Task requirements ▸
Only the lines from the one containing "bell tower in the photo above." through the end of the material are to be echoed, each exactly as it appears.
>>
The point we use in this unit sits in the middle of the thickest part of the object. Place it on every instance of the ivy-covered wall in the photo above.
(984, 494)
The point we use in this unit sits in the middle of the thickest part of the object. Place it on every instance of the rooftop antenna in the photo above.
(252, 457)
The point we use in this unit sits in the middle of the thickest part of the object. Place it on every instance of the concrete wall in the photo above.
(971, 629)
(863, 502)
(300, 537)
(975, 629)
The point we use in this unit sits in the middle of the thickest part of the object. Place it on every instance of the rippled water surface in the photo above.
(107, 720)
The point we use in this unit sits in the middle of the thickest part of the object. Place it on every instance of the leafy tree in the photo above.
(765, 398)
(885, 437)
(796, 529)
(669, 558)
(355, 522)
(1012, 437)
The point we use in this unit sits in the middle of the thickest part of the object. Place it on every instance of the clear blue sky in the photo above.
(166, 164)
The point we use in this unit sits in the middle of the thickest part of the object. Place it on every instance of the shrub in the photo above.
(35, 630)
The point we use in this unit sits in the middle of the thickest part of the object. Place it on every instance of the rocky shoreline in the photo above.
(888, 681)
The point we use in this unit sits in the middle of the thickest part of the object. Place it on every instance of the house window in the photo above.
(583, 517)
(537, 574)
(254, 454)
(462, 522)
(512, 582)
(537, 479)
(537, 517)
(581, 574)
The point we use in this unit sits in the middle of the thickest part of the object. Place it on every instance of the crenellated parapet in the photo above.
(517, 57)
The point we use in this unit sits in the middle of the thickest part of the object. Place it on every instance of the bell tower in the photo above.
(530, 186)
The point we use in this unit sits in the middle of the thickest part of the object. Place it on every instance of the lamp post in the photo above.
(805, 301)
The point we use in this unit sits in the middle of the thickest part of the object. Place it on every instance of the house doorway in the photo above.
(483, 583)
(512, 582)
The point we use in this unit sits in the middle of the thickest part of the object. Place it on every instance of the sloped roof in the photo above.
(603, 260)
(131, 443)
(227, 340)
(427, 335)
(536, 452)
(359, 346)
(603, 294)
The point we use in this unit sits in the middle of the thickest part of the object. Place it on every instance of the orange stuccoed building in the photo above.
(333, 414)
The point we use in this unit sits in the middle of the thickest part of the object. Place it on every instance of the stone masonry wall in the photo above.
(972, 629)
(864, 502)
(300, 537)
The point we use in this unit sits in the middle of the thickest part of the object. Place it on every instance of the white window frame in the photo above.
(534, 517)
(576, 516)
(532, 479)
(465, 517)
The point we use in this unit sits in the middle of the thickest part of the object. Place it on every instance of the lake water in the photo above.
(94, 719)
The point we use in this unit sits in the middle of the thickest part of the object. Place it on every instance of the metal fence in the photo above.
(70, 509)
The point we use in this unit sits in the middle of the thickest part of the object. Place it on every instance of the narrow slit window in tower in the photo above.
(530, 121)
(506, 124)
<<
Completed exercise ▸
The point we use in this unit sits in the middle of the thickest part of the object. Place it on every instance of the bell tower in the photo above.
(530, 186)
The point we use in this unit sits in the middle of the thickest part of the object. Place it on every instance of the lamp post in the photo above.
(805, 301)
The point we use in this unit sits in the middle of the thickest part of the object. Place it on every instance of the house doorway in the photo above.
(483, 583)
(512, 582)
The point we use in this unit sits in the middle of the thickest part of the object. Place it on every instance of the sloped roof in the photo above.
(603, 260)
(131, 443)
(227, 340)
(427, 335)
(536, 452)
(359, 346)
(603, 294)
The point we use in this unit sits in the middle of the thickest part of the object. Place it on every instance of the orange stuccoed building in the photo above.
(333, 414)
The point we use in this unit sits in the middle of the thickest part of the object. Place it on every instance of the stone masonry wall in the photo above.
(972, 629)
(864, 502)
(300, 537)
The point we use in this unit sits in the middle of the thickest part of the object. Place it on every instance of the white window frame in the photo above.
(534, 517)
(576, 516)
(532, 479)
(465, 517)
The point we use in this unit sits in the middle of the thickest part of the object. Place it on every instance of the lake water in the photo above.
(94, 719)
The point we use in this unit sits in the middle of the thickest part of the object. Place it on every instance of the metal fence in the photo above.
(70, 509)
The point we use in this unit sits in the middle of the thickest part of the object. Place it on every instance of the narrow slit window in tower in the photo above.
(530, 121)
(506, 124)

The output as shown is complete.